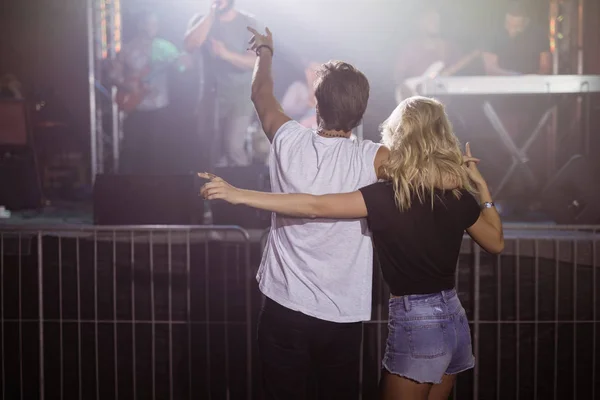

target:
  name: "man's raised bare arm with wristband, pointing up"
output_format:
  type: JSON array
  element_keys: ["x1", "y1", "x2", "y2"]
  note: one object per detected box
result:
[{"x1": 248, "y1": 28, "x2": 291, "y2": 142}]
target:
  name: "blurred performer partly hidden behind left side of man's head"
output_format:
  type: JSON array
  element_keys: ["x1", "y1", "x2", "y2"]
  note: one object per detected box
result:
[{"x1": 281, "y1": 62, "x2": 320, "y2": 129}]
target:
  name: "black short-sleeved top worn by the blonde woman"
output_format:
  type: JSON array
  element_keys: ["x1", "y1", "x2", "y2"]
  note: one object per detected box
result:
[{"x1": 360, "y1": 182, "x2": 480, "y2": 296}]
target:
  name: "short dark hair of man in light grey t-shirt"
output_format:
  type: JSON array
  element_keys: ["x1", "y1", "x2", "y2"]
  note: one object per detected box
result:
[{"x1": 315, "y1": 61, "x2": 370, "y2": 132}]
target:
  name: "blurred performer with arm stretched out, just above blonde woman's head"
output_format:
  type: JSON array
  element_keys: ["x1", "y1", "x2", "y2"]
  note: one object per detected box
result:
[{"x1": 394, "y1": 6, "x2": 479, "y2": 103}]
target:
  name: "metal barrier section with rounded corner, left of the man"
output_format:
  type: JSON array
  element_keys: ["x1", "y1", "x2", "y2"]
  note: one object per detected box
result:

EXERCISE REQUIREMENTS: Give the lines exactly as they stand, from the line with "barrier section with" through the end of the material.

RESPONSE AREA:
  name: "metal barrier section with rounded corner, left of the man"
output_format:
  type: JSON array
  element_keys: ["x1", "y1", "x2", "y2"]
  note: one object per detected box
result:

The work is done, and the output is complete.